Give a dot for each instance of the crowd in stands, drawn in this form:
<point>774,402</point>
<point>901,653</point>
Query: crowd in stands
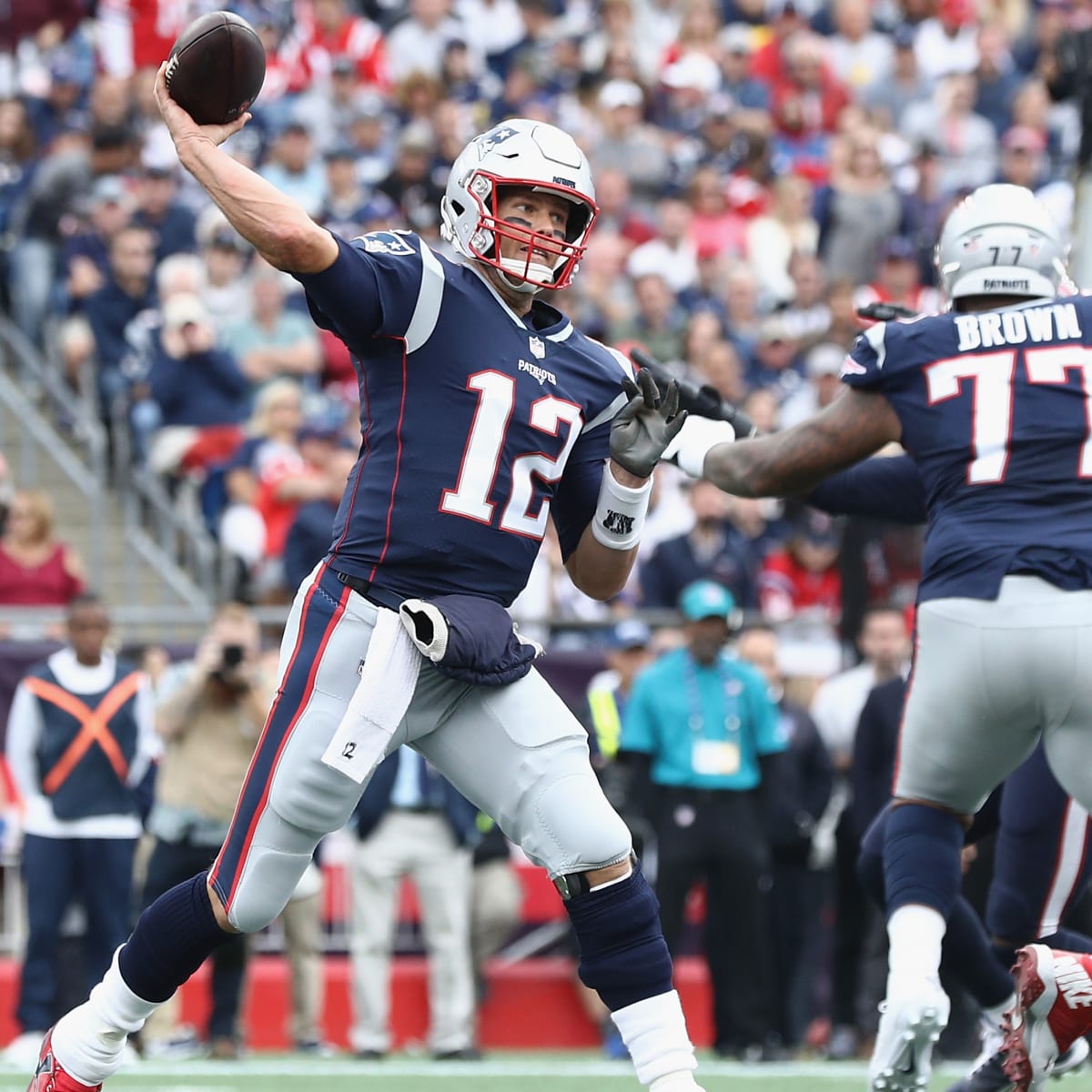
<point>763,169</point>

..........

Everything from the line with "<point>774,402</point>" through the final line of the records above should be written out exactly, minus the pictures.

# Result
<point>774,402</point>
<point>901,653</point>
Query: crowd in stands
<point>763,169</point>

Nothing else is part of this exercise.